— START OF SUPPLIED PASSAGE —
For this experiment , I add dropout technique to the two FC layers of Lenet, and try different keepprob value from 0.3 to 1.0, to see the accuracy and loss performance.

I Save the parameters I use into a csv file, and save plots into a pdf file in 'hyper_para_testing\dropout\dropout_test.pdf'
Through all the test result, I found out that dropprob 0.5 has the best performanc, as shown below.

Through dropout keepprob 0.5 I increase the validation accuracy performance from 0.94 to 0.96

3.2.3 L2 Regularization test

For this experiment , I combine L2 norm with dropout technique to see what happends to the performance.
I multiply 0.001 to the L2 term and add it to the loss function I Save the parameters I use into a csv file, and save plots into a pdf file in 'hyper_para_testing\dropout_and_L2_norm\dropout_and_L2norm.pdf'

Through the test result, I found out that L2 norm does not increase my performance with already having dropout, as shown below.
Therefore I choose not to use L2 norm.

3.2.4 batch norm experiment

I've heard that batch norm can increase model performance, and having slight regularization effect on models.
Here I add batch norm layers and try it with/without dropout to see what heppens. You can find the whole results from :'hyper_para_testing\batchnorm\batchnorm.pdf'

Below is the result of batch norm combined with dropout. It seems that it hurts the performance somehow. I assume normally it won't hurt model performance, here it maybe because I already normalize the input, so it does not make much contribution to my model.
In the later experiment, I did not use batch norm.

3.2.5 rate decay/SGD with momentum experiment

SGD normally has better performance in small data set according to some essays.
Also, rate decay normally contributes to model converging. Here what I try is using momentum optimizer with rate decay, instead of Adam, to see what happens.

You can find the result from :'hyper_para_testing\rate_decay\rate_decay.pdf' I use: -initial weight: 0.025 -ratedecay: 0.85(For ecah epoch, rate = rate * ratedecay) -momentum factor:0.9

Below is the plot with the result. It seems for my model, SGD with momentum and rate decay is much more stable than Adam, so I decide to use momentum optimizer for my later model

3.2.6 experiment with constrained softmax loss layer/Monte carlo simulation

These are more like experiments of my personal interetes. They do not contribute to my final model, So I don't show them here.
If you are interested to see these results, please look into the hyper_para_testing folder for the results.
Basically, constrained softmax loss layer is from someone's paper to say that it has regularization effect.
Monte carlo simulation is to try randomly picking hyperparameters to get possible optimized parameters.

3.2.7 inception layer experiment

Inception layer is a Google developed layer which helps model performance and converging.
Here I use some hyperparameters from monte carlo simulation and try inception layer on Lenet.
— END OF SUPPLIED PASSAGE —
— START OF DATASET —
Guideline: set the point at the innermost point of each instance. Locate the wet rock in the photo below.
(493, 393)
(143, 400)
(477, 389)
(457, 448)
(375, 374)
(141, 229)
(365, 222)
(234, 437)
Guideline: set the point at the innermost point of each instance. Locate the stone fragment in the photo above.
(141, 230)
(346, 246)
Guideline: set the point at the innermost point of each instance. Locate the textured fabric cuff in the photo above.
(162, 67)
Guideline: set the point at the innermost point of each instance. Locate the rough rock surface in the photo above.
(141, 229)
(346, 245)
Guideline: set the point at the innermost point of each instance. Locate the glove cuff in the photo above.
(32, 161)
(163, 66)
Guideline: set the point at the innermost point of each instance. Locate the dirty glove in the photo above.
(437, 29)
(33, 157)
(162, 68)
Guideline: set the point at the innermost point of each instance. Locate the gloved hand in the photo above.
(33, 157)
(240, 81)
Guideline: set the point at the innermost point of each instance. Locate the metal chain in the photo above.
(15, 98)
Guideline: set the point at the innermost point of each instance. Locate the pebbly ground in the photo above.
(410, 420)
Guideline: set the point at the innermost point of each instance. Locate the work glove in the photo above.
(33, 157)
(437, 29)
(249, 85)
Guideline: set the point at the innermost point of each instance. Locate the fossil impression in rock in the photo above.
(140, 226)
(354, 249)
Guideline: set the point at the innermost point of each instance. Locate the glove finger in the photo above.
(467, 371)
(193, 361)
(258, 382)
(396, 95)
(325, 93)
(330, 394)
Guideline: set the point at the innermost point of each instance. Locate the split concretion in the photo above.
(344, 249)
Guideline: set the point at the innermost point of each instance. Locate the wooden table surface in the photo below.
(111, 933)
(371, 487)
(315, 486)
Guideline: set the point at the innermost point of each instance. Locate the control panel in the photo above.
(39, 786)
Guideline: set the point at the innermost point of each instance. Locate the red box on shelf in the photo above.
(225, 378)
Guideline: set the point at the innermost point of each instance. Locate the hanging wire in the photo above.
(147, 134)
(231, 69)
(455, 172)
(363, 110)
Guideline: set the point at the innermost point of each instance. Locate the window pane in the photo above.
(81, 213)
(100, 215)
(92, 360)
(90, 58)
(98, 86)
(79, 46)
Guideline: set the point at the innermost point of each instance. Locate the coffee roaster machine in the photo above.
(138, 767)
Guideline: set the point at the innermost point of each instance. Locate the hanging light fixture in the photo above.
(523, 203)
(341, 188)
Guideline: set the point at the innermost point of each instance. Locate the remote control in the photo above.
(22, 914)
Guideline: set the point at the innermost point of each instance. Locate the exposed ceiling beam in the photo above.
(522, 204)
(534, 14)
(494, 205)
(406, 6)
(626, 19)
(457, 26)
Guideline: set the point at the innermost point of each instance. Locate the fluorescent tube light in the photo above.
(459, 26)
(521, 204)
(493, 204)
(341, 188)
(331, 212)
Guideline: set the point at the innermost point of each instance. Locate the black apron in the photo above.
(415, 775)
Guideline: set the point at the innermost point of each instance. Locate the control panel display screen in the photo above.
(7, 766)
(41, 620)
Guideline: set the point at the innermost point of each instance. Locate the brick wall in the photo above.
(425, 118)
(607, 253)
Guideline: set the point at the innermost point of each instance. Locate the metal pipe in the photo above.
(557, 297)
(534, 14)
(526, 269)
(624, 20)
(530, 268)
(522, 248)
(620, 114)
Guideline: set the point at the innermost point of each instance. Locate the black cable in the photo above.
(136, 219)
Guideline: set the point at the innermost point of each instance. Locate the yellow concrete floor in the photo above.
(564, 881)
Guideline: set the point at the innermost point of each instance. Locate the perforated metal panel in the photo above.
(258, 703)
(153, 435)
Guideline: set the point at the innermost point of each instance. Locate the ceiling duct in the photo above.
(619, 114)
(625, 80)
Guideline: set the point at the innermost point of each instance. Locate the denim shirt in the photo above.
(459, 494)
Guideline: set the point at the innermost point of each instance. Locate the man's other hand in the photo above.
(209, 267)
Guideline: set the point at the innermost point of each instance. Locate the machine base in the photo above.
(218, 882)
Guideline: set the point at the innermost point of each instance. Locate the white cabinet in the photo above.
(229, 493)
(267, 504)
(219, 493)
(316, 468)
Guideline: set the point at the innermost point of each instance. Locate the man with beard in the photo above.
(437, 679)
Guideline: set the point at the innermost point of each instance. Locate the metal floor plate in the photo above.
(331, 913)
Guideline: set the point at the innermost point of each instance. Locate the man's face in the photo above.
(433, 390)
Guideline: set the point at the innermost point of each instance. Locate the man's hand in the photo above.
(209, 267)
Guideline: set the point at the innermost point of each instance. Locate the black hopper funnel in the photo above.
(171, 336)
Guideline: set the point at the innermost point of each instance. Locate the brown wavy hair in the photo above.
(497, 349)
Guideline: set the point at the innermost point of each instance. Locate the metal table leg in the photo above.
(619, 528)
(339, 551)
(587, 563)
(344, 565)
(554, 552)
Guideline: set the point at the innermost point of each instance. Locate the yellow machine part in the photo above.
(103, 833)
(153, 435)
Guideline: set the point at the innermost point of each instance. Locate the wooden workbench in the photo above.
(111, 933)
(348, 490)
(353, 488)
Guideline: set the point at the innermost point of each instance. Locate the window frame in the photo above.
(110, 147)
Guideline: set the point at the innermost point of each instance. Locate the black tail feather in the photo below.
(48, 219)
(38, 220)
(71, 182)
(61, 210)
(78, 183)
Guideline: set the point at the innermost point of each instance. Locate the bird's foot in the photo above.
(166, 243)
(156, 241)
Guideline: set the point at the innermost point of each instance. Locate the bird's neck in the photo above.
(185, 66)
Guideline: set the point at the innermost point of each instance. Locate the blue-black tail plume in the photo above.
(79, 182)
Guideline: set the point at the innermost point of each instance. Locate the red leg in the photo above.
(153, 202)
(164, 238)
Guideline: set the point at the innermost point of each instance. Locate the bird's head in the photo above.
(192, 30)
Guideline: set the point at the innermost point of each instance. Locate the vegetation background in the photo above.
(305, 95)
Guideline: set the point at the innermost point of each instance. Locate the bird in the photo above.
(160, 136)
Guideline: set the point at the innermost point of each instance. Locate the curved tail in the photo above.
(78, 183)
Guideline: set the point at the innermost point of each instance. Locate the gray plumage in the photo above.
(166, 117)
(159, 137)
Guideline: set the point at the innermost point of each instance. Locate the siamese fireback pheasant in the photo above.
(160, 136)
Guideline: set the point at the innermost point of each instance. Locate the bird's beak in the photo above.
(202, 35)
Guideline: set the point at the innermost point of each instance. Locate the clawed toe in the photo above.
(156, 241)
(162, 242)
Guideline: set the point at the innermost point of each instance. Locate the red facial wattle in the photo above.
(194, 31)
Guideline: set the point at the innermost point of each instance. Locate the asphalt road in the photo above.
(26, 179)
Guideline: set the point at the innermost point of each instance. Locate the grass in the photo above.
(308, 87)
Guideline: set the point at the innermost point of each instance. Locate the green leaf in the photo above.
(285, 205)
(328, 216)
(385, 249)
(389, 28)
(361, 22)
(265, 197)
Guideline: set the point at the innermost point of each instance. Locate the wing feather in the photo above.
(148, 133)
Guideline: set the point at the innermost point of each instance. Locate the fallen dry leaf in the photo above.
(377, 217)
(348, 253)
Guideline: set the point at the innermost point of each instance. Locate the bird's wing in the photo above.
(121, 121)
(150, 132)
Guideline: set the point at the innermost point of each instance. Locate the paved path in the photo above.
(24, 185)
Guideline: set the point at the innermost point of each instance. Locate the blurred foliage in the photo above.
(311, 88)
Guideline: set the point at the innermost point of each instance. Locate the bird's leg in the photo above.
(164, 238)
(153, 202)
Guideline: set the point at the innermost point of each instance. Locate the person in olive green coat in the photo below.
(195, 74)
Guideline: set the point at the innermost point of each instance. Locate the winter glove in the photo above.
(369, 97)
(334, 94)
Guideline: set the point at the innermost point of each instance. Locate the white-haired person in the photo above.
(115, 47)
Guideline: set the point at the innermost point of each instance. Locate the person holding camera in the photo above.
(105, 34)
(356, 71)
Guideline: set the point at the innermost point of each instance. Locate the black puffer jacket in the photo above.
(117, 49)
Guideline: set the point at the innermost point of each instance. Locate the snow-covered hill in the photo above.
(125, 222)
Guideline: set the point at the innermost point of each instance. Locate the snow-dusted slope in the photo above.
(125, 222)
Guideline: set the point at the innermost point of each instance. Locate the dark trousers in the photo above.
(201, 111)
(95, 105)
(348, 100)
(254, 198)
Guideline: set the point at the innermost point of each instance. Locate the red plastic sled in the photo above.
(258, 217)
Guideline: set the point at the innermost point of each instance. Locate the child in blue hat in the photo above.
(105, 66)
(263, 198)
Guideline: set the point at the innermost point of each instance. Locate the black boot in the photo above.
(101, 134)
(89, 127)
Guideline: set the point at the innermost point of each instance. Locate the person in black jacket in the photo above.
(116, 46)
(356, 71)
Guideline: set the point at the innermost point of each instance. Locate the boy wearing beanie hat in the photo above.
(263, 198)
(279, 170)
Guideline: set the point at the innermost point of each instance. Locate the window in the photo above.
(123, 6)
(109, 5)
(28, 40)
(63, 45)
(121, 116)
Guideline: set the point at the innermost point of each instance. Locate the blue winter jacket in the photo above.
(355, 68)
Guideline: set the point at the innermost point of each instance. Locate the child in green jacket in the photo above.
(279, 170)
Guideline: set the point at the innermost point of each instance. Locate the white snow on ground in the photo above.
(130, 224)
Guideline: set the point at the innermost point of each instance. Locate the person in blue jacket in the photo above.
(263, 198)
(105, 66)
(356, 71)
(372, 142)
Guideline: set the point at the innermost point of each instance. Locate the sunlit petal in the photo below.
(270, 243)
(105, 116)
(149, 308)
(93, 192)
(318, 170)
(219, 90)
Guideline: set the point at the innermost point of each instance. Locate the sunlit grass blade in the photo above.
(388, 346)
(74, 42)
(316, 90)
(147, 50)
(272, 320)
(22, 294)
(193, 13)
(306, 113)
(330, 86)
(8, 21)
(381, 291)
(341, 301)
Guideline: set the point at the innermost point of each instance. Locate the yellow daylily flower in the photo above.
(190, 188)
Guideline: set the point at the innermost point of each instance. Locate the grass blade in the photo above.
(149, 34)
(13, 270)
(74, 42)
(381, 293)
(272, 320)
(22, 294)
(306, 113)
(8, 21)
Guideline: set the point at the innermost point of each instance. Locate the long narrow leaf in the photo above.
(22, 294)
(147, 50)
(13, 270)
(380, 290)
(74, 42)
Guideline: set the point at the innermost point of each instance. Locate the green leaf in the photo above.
— END OF DATASET —
◆ **PROBLEM STATEMENT**
Using the experiment write-up above, answer each question on its own line:
(a) What value is the L2 term multiplied by before it is added to the loss function?
(b) What momentum factor is used in the rate decay experiment?
(c) Which optimizer does the momentum optimizer replace in that experiment?

◆ **WORKED SOLUTION**
(a) 0.001
(b) 0.9
(c) Adam